Your task
Can you quote the records below in full, word for word?

Provided data
■ ■ ■

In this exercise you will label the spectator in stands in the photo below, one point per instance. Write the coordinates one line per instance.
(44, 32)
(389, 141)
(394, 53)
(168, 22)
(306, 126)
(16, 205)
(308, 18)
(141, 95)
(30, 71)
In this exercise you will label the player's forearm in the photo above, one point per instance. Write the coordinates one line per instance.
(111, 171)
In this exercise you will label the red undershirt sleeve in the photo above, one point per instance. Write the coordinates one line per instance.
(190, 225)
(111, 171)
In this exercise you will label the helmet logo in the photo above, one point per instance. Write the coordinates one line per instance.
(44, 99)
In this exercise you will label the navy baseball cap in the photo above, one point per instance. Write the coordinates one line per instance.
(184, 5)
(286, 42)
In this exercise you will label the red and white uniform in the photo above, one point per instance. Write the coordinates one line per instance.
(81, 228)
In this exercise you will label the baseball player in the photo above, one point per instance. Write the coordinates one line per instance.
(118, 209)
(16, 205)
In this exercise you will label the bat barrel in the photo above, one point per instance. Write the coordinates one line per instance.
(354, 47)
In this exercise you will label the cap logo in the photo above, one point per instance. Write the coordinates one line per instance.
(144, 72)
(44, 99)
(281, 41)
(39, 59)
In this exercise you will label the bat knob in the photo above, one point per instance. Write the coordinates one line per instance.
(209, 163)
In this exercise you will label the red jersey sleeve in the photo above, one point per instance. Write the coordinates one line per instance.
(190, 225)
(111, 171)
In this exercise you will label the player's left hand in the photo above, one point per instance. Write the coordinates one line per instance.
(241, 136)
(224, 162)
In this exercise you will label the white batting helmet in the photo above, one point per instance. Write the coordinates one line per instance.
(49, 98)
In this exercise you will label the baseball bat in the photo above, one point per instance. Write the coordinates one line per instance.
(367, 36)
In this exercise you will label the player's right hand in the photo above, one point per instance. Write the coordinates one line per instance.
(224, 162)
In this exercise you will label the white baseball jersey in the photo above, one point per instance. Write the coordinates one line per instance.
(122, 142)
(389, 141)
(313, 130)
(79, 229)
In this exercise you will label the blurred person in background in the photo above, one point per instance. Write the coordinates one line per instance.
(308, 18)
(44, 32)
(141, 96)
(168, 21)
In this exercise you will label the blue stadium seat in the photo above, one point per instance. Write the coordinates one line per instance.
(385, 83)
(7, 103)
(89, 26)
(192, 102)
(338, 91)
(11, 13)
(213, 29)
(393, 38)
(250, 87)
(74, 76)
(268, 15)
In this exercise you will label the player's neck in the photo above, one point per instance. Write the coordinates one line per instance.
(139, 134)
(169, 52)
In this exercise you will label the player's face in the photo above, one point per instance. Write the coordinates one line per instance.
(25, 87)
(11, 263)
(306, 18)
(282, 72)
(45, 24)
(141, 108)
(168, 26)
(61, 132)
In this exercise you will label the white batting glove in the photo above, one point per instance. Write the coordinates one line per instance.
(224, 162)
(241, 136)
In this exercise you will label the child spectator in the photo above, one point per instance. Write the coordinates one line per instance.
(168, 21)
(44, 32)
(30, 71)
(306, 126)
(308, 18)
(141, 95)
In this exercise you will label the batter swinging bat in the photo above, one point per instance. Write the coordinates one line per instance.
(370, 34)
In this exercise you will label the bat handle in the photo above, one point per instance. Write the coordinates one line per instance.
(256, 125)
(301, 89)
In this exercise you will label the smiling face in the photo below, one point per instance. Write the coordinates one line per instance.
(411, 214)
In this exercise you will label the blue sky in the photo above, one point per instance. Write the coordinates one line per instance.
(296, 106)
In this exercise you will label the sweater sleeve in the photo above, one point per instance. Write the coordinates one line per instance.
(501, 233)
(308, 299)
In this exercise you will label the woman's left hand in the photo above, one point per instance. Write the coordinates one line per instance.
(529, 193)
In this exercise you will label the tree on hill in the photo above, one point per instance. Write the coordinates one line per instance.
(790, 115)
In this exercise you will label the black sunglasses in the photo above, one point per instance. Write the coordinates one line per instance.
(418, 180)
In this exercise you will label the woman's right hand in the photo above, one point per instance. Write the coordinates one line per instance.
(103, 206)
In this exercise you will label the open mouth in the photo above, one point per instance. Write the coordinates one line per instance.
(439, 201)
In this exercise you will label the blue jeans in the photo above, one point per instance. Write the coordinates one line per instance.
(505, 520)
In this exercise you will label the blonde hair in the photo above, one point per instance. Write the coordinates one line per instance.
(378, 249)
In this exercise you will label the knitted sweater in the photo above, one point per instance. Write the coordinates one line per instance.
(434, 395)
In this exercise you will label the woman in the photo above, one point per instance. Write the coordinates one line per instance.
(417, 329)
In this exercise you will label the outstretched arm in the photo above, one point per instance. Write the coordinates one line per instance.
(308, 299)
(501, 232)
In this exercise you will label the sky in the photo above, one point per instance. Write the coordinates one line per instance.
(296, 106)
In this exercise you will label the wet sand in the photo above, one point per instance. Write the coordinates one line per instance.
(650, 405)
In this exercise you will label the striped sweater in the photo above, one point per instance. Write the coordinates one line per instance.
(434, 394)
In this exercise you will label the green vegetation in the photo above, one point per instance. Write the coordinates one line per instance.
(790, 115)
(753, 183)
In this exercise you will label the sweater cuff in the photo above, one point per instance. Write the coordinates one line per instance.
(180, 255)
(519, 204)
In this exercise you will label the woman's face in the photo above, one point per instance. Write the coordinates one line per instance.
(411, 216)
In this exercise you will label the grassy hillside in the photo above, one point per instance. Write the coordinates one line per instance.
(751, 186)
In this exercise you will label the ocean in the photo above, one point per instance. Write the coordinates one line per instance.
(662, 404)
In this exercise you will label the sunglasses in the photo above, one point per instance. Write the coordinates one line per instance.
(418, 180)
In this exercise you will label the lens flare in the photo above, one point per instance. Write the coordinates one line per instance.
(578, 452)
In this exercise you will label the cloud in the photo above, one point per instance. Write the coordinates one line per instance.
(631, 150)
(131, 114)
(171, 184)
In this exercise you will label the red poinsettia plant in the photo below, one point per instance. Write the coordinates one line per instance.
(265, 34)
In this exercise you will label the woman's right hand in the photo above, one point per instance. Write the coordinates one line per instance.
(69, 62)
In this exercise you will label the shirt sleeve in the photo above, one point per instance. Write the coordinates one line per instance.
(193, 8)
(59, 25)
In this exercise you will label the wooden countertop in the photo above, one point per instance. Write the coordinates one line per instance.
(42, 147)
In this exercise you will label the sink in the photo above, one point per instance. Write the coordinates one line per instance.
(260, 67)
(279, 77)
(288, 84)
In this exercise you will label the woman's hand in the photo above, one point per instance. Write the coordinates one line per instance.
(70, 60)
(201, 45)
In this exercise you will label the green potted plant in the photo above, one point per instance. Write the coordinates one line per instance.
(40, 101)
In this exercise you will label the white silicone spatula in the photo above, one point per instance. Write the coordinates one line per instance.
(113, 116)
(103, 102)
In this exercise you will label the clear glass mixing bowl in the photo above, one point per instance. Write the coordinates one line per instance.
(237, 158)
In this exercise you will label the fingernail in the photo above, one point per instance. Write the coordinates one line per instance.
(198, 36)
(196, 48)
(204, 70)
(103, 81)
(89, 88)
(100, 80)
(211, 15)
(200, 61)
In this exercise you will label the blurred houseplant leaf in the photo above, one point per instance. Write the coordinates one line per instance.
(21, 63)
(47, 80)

■ ■ ■

Answer below
In this exercise you will label the spectator in stands in the photo below, one point per instance. Write the coordinates one line per instance.
(44, 32)
(389, 141)
(394, 53)
(168, 22)
(306, 126)
(16, 205)
(308, 18)
(141, 95)
(30, 71)
In this exercise you will label the player's forearm in the photo above, one point per instance. Write the coordinates one line per instance.
(111, 171)
In this exercise you will label the red undershirt sleeve in the photo above, one point per instance. Write the coordinates one line per instance.
(190, 225)
(111, 171)
In this exercise you will label the helmet logo in the photo above, one point per instance. Write the coordinates one line per instance.
(44, 99)
In this exercise you will label the navy baseball cap in the photo above, one point per instance. Write the coordinates one line per instance.
(184, 5)
(286, 42)
In this exercise you will label the red and white uniform in the photo above, one point per instance. Write the coordinates one line per instance.
(81, 228)
In this exercise you will label the baseball player in the photo above, one point per instance. Write the coordinates one line per instance.
(118, 209)
(16, 205)
In this exercise you will label the bat barrel in the photo above, one point per instance. Write the coordinates one line per instance.
(354, 47)
In this exercise you will label the cap logo in the photo above, one point per instance. Write the coordinates one line per instance.
(144, 72)
(44, 99)
(281, 41)
(39, 59)
In this exercise you will label the bat knob in the photo above, one point per instance. Write the coordinates one line per instance.
(209, 163)
In this exercise you will label the red jersey sleeve in the photo above, one point per instance. Write the coordinates one line per instance.
(190, 225)
(111, 171)
In this exercise you will label the player's left hand in the photo above, one point per instance. Write the coordinates one line per instance.
(241, 136)
(224, 162)
In this exercise you will label the white batting helmet in the photo above, one point per instance. Write the coordinates one line per instance.
(49, 98)
In this exercise you will label the baseball bat in the photo above, one point per instance. Write the coordinates one line per instance.
(367, 36)
In this exercise you will label the player's right hand in the photo above, one point per instance. Write the coordinates one line per instance.
(224, 162)
In this exercise you will label the white baseball jersey in the photo above, one point per instance. Write the coordinates one line per instance.
(122, 142)
(389, 141)
(313, 130)
(79, 229)
In this exercise you will label the blurred person in background in the photo above, one point per instance. Write the coordinates one line per instance.
(308, 18)
(44, 32)
(141, 96)
(168, 21)
In this exercise you will label the blue stadium seat in the photo above, one point per instance. Write the coordinates one line per instance.
(385, 83)
(7, 103)
(89, 26)
(192, 102)
(338, 91)
(11, 13)
(213, 29)
(393, 38)
(250, 87)
(74, 76)
(268, 15)
In this exercise you will label the player's neck in the photo above, one point per instance. Write the coordinates one line per instance.
(139, 134)
(169, 52)
In this exercise you will label the player's face in the photo above, one point per instance. Write the coordinates one line per instance.
(25, 87)
(11, 263)
(306, 18)
(282, 72)
(45, 24)
(141, 108)
(168, 26)
(61, 132)
In this exercise you will label the white batting glove in the photo above, one point per instance. Write the coordinates one line per instance.
(224, 162)
(241, 136)
In this exercise you will label the child spectator in the photo above, one point per instance. Write the coordinates one line per instance.
(168, 21)
(44, 32)
(30, 71)
(306, 126)
(308, 18)
(141, 95)
In this exercise you will label the batter swinging bat in the photo above, one point per instance. Write the coordinates one line per instance.
(370, 34)
In this exercise you will label the bat handle in the photo above, one point per instance. Write the coordinates one line per instance.
(256, 125)
(301, 89)
In this exercise you will label the smiling face in the photo below, one point per instance. Write the coordinates one line per instance.
(411, 214)
In this exercise you will label the blue sky in the photo above, one point per instance. Write the coordinates one line per instance.
(296, 106)
In this exercise you will label the sweater sleeve in the photo above, one point per instance. Write the coordinates one line per instance.
(501, 233)
(308, 299)
In this exercise you will label the woman's left hand in the photo above, one point per instance. Write the coordinates one line per instance.
(529, 193)
In this exercise you will label the tree on hill in the photo above, one point per instance. Write the coordinates one line per instance.
(790, 115)
In this exercise you will label the black sunglasses in the photo above, one point per instance. Write the coordinates one line per instance.
(418, 180)
In this exercise you will label the woman's right hand in the photo above, one point per instance. Write the coordinates one line per instance.
(103, 206)
In this exercise you will label the open mouth in the photo above, one point per instance. Write the coordinates one line per instance.
(439, 201)
In this exercise you will label the blue jeans in the photo above, one point per instance. Write the coordinates one line per instance.
(505, 520)
In this exercise you will label the blonde hair in the photo above, one point per instance. Write the coordinates one line per instance.
(378, 249)
In this exercise you will label the knitted sweater in the photo above, one point per instance. Write the coordinates one line per instance.
(434, 395)
In this exercise you will label the woman in the photo above, one point per instance. Write the coordinates one line per instance.
(417, 329)
In this exercise you will label the outstretched arm in the photo above, one point per instance. Write the coordinates one line per instance.
(308, 299)
(501, 232)
In this exercise you will label the sky in the photo above, one point per instance. Write the coordinates one line per instance.
(296, 106)
In this exercise you will label the wet sand in the photo above, one point per instance. Write the coordinates one line per instance.
(650, 405)
In this exercise you will label the striped sweater in the photo above, one point per instance. Write the coordinates one line per instance.
(434, 394)
In this exercise you will label the green vegetation in the photo above, one point per instance. Write the coordinates one line per instance.
(790, 115)
(753, 183)
In this exercise you will label the sweater cuff in the photo above, one point per instance. Write the coordinates one line per instance.
(180, 255)
(519, 204)
In this exercise you will label the woman's face in the photo above, one point per instance. Write the coordinates one line per instance.
(411, 216)
In this exercise you will label the grassy hillside in the photo above, one point per instance. Write the coordinates one line per instance.
(751, 186)
In this exercise you will label the ocean in the photo above, one point per instance. Write the coordinates one line per instance.
(662, 404)
In this exercise you will label the sunglasses in the photo above, one point per instance. Write the coordinates one line per instance.
(418, 180)
In this exercise you will label the lens flare in the photo above, one point per instance. Write the coordinates one line per instance.
(578, 452)
In this exercise you will label the cloud in the photo above, one point per instance. Write the coordinates one line per instance.
(631, 150)
(131, 114)
(171, 184)
In this exercise you will label the red poinsettia plant in the photo below, one point per instance. Write the coordinates one line per instance.
(265, 34)
In this exercise you will label the woman's right hand in the photo above, one point per instance. Write the coordinates one line per instance.
(69, 62)
In this exercise you will label the shirt sleeve in the photo above, one point per instance. Write the coordinates one line per instance.
(193, 8)
(59, 25)
In this exercise you will label the wooden countertop in the photo above, one point per instance. Write the coordinates one line per instance.
(42, 147)
In this exercise you will label the sink in the photo above, one point per instance. Write the coordinates one line per instance.
(260, 67)
(279, 77)
(288, 84)
In this exercise you will label the woman's hand in the photo above, one point per instance. Write the coordinates one line per instance.
(70, 60)
(201, 45)
In this exercise you will label the green potted plant in the photo above, one point per instance. Write the coordinates one line per instance.
(40, 101)
In this exercise you will label the white silicone spatula in the photo above, one point per instance. Write the coordinates one line per instance.
(113, 116)
(103, 102)
In this exercise you will label the clear glass mixing bowl in the photo above, one point per instance. Write the coordinates one line per instance.
(237, 158)
In this exercise you will label the fingernail in the photo above, one point per instance. Write the coordinates one line per instance.
(198, 36)
(196, 48)
(204, 70)
(103, 81)
(89, 88)
(100, 80)
(211, 15)
(200, 61)
In this exercise you will label the blurred houseplant leaf in the photo above, one point per instance. Write the coordinates one line per instance.
(21, 63)
(47, 80)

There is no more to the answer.